» **Part of a data file**
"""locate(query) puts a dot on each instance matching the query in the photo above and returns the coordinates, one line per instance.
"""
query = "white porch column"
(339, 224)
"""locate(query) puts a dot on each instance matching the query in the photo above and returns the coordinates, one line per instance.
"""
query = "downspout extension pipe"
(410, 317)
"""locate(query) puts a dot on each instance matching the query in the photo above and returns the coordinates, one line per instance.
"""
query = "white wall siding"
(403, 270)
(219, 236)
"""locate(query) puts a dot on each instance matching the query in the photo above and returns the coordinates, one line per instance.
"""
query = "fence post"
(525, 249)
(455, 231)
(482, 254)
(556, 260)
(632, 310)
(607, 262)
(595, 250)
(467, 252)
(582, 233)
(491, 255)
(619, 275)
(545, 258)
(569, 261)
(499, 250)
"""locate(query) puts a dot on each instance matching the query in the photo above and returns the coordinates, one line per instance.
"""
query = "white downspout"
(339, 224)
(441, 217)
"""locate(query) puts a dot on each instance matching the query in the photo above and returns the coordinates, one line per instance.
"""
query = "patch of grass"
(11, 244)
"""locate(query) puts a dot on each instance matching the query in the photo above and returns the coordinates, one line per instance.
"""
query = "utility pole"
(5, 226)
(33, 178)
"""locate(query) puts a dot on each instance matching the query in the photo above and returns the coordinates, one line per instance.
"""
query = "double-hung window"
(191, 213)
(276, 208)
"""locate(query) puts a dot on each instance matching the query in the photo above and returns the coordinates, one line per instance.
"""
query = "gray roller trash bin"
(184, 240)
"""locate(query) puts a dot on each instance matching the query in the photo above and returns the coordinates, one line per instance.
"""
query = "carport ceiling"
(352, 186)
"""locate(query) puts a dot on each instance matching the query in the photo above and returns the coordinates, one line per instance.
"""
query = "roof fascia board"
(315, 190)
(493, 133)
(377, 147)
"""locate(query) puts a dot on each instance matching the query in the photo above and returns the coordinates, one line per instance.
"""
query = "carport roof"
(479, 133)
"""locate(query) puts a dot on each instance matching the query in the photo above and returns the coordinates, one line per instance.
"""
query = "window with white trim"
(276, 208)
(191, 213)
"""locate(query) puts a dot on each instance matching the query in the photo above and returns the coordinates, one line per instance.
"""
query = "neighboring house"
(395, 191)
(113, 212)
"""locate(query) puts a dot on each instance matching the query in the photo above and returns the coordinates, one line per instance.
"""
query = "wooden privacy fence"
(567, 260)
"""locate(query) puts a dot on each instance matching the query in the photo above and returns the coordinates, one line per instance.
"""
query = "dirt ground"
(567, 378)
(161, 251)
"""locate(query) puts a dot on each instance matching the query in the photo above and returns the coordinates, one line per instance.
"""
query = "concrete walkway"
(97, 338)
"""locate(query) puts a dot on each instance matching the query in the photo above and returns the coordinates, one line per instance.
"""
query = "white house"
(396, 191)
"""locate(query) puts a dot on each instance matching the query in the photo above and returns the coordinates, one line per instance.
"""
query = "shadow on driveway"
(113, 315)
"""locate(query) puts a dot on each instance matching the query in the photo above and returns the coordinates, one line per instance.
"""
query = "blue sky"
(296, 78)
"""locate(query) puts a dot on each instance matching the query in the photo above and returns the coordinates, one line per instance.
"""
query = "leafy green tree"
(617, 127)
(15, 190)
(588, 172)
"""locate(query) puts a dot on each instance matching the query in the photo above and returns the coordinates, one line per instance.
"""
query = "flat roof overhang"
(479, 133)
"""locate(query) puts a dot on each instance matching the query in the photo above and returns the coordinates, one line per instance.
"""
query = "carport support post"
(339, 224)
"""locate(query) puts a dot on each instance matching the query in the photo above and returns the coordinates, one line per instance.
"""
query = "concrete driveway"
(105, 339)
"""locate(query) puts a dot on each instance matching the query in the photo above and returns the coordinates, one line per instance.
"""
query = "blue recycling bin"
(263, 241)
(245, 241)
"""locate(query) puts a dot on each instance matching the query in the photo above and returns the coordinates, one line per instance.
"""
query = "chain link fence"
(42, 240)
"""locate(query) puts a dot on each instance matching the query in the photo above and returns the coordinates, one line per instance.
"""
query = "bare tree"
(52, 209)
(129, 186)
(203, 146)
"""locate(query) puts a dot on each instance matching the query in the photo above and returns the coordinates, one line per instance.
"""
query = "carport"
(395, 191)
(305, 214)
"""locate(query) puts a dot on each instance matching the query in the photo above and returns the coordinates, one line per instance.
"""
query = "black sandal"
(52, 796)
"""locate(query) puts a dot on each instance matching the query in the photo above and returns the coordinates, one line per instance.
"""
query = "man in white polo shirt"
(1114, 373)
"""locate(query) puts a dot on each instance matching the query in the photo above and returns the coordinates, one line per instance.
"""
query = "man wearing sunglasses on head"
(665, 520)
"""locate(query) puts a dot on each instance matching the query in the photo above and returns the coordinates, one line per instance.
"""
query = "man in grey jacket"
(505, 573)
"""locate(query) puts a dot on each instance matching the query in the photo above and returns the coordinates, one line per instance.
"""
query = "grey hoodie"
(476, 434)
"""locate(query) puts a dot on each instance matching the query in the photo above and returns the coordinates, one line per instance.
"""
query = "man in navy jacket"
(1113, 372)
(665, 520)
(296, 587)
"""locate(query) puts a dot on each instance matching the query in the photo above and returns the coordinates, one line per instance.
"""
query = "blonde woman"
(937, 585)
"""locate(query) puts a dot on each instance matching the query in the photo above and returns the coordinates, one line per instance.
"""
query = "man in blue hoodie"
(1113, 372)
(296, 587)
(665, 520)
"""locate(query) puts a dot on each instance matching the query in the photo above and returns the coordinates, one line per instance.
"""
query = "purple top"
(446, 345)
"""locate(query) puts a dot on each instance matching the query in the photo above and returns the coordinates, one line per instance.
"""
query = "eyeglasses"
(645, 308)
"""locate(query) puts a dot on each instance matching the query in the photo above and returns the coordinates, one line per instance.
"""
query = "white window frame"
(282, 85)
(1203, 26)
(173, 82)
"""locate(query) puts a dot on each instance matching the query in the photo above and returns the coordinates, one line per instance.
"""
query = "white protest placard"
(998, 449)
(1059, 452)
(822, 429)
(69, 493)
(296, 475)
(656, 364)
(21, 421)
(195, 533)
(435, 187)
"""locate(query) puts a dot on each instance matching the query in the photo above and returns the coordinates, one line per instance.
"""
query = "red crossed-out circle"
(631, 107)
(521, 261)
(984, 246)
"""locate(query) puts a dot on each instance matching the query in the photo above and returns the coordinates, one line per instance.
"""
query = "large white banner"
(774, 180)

» **Set task**
Gather each line of the records that contains the string "post", matching case exactly.

» **Correct result**
query = "fence post"
query = "carport support post"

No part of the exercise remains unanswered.